[Point-per-instance localization data]

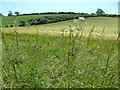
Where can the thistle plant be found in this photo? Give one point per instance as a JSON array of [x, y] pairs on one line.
[[15, 30]]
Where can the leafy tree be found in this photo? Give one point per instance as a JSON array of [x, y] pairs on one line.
[[17, 13], [100, 12], [22, 23], [1, 15], [10, 13]]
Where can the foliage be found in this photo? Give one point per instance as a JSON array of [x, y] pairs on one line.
[[17, 13], [22, 23], [10, 13], [42, 61], [100, 12]]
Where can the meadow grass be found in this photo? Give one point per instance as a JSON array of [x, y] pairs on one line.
[[8, 20], [75, 58], [50, 63], [110, 24]]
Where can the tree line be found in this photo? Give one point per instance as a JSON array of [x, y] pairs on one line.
[[99, 12]]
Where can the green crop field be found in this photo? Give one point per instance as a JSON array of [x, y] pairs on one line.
[[68, 54]]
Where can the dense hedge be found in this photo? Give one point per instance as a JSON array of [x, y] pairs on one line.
[[51, 19]]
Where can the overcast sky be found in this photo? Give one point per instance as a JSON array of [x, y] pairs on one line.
[[38, 6]]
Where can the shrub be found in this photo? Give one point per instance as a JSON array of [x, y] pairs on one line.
[[22, 23], [6, 26], [11, 25]]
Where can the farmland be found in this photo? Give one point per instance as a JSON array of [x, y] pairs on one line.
[[68, 54]]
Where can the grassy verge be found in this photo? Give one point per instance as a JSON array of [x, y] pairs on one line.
[[44, 61]]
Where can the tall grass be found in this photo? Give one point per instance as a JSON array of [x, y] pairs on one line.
[[73, 61]]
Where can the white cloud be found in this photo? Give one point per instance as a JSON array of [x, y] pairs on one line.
[[59, 0]]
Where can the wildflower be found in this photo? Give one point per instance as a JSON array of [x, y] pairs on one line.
[[82, 18]]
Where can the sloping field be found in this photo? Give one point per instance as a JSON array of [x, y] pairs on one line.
[[106, 25]]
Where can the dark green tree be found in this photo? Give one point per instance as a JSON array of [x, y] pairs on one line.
[[1, 15], [17, 13], [10, 13], [100, 12]]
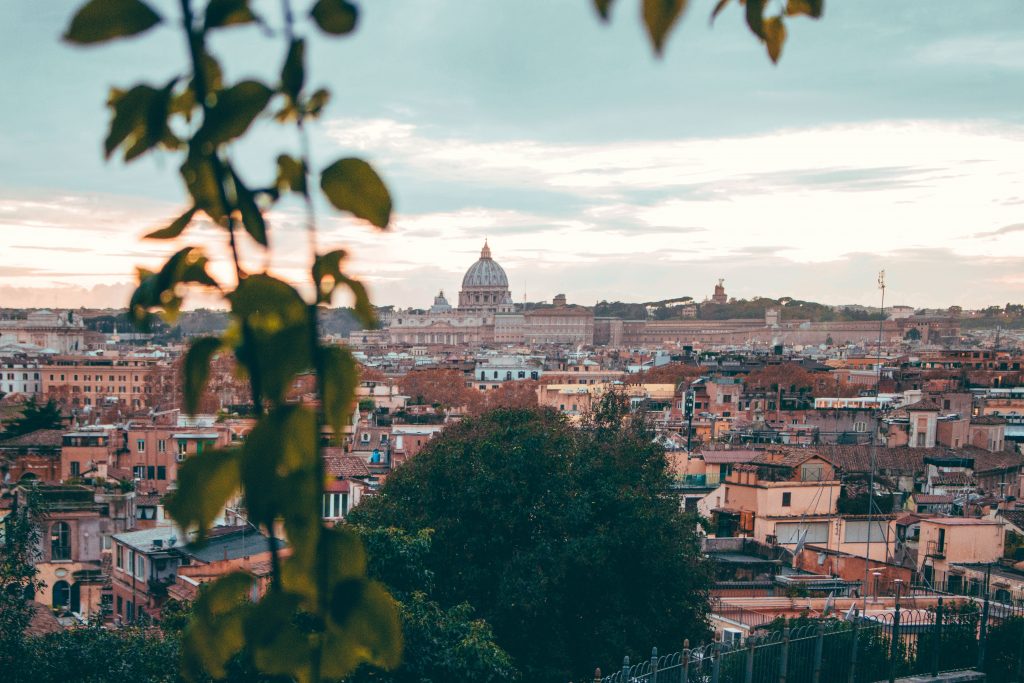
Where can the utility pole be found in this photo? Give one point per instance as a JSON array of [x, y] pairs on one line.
[[688, 406], [875, 438]]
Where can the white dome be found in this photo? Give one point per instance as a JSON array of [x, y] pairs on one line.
[[485, 272]]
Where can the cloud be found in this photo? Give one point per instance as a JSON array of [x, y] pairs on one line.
[[1006, 229], [1000, 51]]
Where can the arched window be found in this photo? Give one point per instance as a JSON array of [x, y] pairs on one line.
[[59, 542], [61, 594]]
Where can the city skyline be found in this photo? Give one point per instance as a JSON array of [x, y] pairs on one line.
[[594, 169]]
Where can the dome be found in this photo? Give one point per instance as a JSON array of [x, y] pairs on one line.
[[485, 272]]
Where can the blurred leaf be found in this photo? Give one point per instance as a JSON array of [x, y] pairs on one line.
[[810, 7], [659, 16], [328, 276], [291, 174], [293, 75], [197, 370], [163, 291], [276, 344], [340, 378], [335, 16], [351, 184], [774, 37], [202, 183], [216, 631], [227, 12], [368, 631], [279, 467], [175, 228], [252, 217], [139, 120], [317, 101], [719, 6], [235, 110], [279, 646], [213, 75], [755, 16], [99, 20], [207, 481]]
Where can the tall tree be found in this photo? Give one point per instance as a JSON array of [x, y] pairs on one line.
[[562, 538], [35, 416]]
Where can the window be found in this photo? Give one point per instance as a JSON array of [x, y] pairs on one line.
[[61, 594], [59, 542]]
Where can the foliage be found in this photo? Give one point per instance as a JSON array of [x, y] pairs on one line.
[[441, 644], [97, 655], [34, 416], [561, 538], [18, 553], [322, 616]]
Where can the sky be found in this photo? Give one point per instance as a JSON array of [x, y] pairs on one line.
[[890, 135]]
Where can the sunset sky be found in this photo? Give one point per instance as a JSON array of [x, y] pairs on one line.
[[891, 135]]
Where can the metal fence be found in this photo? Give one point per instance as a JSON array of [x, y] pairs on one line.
[[856, 649]]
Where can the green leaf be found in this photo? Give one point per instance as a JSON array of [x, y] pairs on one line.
[[235, 110], [328, 276], [197, 370], [774, 37], [351, 184], [719, 6], [603, 8], [291, 174], [162, 291], [139, 121], [201, 181], [252, 217], [175, 228], [659, 16], [811, 8], [279, 470], [340, 377], [99, 20], [365, 627], [335, 16], [207, 481], [216, 631], [276, 342], [316, 102], [293, 75], [227, 12], [755, 16], [279, 646]]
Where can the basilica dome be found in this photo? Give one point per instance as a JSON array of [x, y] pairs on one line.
[[485, 272]]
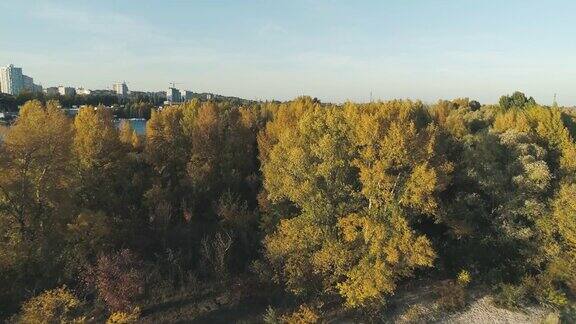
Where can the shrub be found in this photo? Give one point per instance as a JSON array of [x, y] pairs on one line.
[[304, 315], [464, 278], [53, 306], [215, 251], [118, 280], [451, 296], [124, 317], [414, 314]]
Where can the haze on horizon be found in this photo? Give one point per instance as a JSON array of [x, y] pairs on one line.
[[333, 50]]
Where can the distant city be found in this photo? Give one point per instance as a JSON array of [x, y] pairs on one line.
[[14, 82]]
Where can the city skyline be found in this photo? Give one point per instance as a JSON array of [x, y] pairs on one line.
[[327, 49]]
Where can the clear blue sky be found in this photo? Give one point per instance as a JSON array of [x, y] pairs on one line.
[[334, 50]]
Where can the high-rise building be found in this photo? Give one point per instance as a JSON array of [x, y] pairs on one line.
[[51, 91], [120, 89], [187, 95], [173, 95], [11, 80], [83, 91], [66, 91]]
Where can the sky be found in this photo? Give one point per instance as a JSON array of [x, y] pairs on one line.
[[272, 49]]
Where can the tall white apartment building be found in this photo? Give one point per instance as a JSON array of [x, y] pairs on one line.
[[120, 89], [11, 80]]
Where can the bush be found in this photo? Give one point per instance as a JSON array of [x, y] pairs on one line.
[[464, 278], [451, 296], [271, 316], [118, 280], [124, 317], [304, 315], [53, 306], [414, 314]]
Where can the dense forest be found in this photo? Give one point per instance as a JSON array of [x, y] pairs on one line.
[[305, 209]]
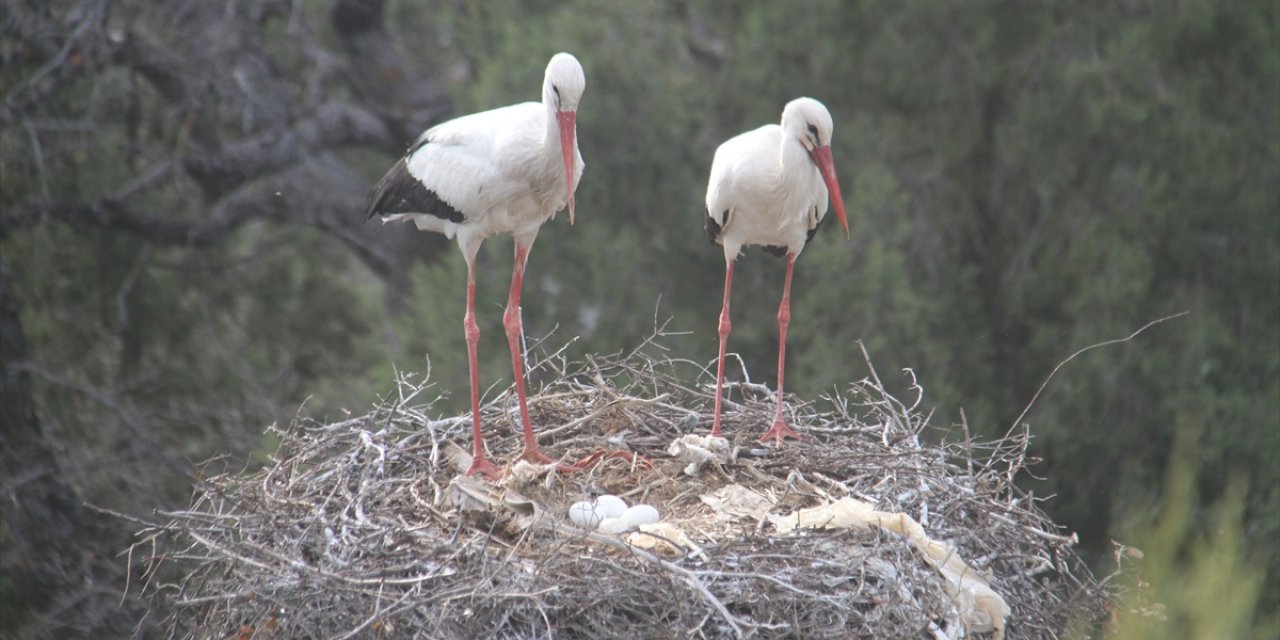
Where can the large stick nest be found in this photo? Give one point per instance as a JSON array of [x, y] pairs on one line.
[[364, 528]]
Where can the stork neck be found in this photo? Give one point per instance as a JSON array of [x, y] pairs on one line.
[[792, 156]]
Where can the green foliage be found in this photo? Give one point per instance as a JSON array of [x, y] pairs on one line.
[[1197, 579], [1023, 179]]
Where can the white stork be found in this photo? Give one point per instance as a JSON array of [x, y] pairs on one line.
[[769, 187], [504, 170]]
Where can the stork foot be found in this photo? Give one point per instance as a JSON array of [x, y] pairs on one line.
[[778, 432], [480, 465]]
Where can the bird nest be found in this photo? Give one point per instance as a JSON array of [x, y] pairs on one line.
[[366, 528]]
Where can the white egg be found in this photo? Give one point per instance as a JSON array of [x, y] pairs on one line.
[[584, 515], [611, 506], [590, 515], [640, 515]]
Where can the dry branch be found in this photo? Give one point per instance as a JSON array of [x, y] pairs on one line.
[[360, 528]]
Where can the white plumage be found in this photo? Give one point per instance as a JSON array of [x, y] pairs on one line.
[[771, 187], [504, 170]]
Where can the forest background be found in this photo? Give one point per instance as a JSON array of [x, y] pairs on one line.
[[183, 260]]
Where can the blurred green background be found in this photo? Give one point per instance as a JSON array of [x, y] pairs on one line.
[[186, 259]]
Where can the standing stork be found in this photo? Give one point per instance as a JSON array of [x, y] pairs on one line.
[[769, 187], [504, 170]]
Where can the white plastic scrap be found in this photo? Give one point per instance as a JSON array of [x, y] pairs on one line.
[[698, 451]]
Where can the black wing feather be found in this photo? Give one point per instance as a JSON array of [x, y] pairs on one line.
[[400, 192]]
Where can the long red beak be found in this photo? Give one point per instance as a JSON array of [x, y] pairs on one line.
[[568, 151], [827, 168]]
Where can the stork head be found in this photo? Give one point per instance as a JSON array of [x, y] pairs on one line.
[[562, 90], [809, 122]]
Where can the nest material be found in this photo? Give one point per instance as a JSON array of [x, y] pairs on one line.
[[364, 529]]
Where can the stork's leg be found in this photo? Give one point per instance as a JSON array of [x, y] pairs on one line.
[[780, 428], [479, 464], [723, 330], [515, 339]]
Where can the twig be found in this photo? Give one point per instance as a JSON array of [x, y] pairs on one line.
[[1091, 347]]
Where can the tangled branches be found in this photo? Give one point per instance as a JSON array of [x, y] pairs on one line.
[[361, 528]]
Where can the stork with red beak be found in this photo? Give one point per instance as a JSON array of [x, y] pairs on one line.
[[504, 170], [769, 187]]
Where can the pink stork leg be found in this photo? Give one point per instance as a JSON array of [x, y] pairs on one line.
[[780, 428], [723, 330], [515, 341], [479, 464]]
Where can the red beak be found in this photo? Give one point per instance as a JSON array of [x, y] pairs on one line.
[[827, 168], [568, 151]]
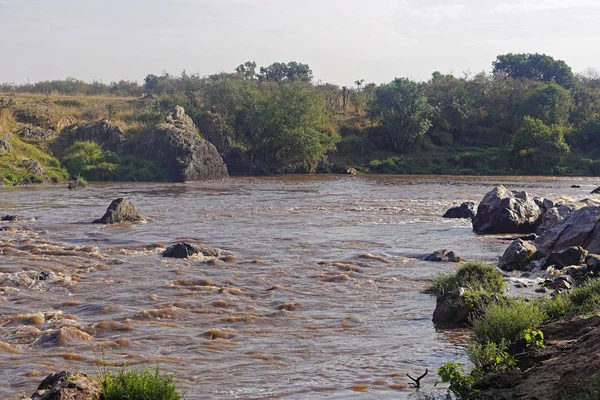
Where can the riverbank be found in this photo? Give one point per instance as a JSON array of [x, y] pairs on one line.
[[533, 347], [37, 138]]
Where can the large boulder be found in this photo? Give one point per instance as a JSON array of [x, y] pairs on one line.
[[120, 210], [33, 167], [518, 255], [578, 229], [442, 256], [37, 133], [505, 211], [103, 132], [66, 385], [178, 147], [180, 250], [465, 210], [555, 216]]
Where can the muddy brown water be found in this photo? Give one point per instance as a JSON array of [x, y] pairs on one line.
[[321, 297]]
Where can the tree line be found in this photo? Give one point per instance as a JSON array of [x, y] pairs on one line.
[[531, 105]]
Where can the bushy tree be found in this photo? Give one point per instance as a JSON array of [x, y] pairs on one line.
[[535, 66], [283, 126], [537, 142], [402, 109]]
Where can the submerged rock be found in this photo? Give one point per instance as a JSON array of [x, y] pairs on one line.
[[182, 152], [574, 255], [465, 210], [120, 210], [442, 256], [77, 185], [180, 250], [66, 385], [580, 228], [505, 211], [518, 255]]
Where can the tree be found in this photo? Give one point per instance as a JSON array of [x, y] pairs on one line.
[[537, 142], [247, 69], [550, 103], [536, 66], [402, 108], [281, 72], [283, 126]]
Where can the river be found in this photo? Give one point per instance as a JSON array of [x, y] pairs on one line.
[[317, 293]]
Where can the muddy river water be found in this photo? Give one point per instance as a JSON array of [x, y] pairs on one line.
[[320, 296]]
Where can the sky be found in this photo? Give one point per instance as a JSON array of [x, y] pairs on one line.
[[341, 40]]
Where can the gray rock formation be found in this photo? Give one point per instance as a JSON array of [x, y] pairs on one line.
[[518, 255], [504, 211], [37, 133], [178, 147], [67, 385]]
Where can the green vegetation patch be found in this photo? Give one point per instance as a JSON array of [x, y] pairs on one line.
[[144, 384], [475, 276]]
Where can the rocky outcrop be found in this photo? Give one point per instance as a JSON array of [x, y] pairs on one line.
[[518, 256], [33, 167], [178, 147], [504, 211], [180, 250], [37, 133], [465, 210], [66, 385], [574, 255], [451, 310], [555, 216], [442, 256], [120, 210], [581, 228], [77, 185], [103, 132], [5, 146]]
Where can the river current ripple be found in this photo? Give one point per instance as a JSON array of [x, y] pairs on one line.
[[320, 297]]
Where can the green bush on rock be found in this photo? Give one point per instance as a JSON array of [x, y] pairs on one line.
[[139, 385]]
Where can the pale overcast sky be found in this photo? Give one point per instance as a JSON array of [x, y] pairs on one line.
[[341, 40]]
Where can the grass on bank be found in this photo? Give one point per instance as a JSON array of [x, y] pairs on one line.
[[132, 384], [475, 276]]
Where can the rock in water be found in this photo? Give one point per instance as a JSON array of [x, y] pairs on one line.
[[443, 256], [67, 385], [180, 250], [178, 147], [574, 255], [503, 211], [465, 210], [581, 228], [517, 256], [77, 185], [120, 210]]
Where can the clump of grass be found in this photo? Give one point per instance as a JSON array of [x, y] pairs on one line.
[[580, 300], [144, 384], [505, 322], [473, 275]]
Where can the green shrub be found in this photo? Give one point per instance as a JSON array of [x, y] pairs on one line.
[[505, 322], [461, 384], [491, 357], [580, 300], [473, 275], [139, 385]]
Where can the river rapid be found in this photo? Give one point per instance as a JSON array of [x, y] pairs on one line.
[[316, 293]]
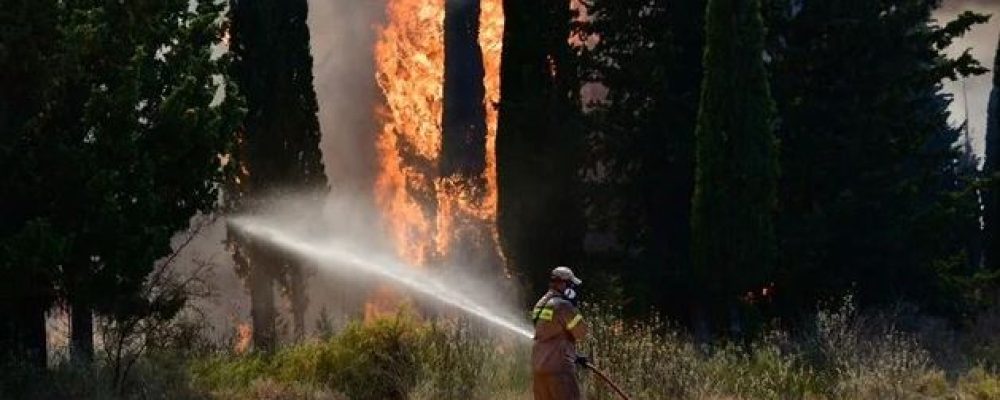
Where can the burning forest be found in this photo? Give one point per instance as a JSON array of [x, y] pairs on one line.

PROBLEM DETAILS - The lines wanted run from the one with "Where can the clump" through the final line of the data; repeat them word for word and skip every picture.

ANSWER -
Where can the clump of grass be found in this photo? Give one point per instance as a JSON array of [x, y] pairs on one line.
[[580, 300], [144, 384], [505, 322], [473, 275]]
Where can the green shrub be found in this photo? Give one point per instance as a JSON array of [x, y] pairs on one line.
[[505, 322], [461, 384], [491, 357], [580, 300], [473, 275], [139, 385]]
Where can the river rapid be found in this photo? Give one point per instance as a JSON array of [x, y] pairs on one line.
[[316, 293]]
Where can the burning forest be found in this photo? Give one point per instance as a JSON array of [x, y] pairs on one line.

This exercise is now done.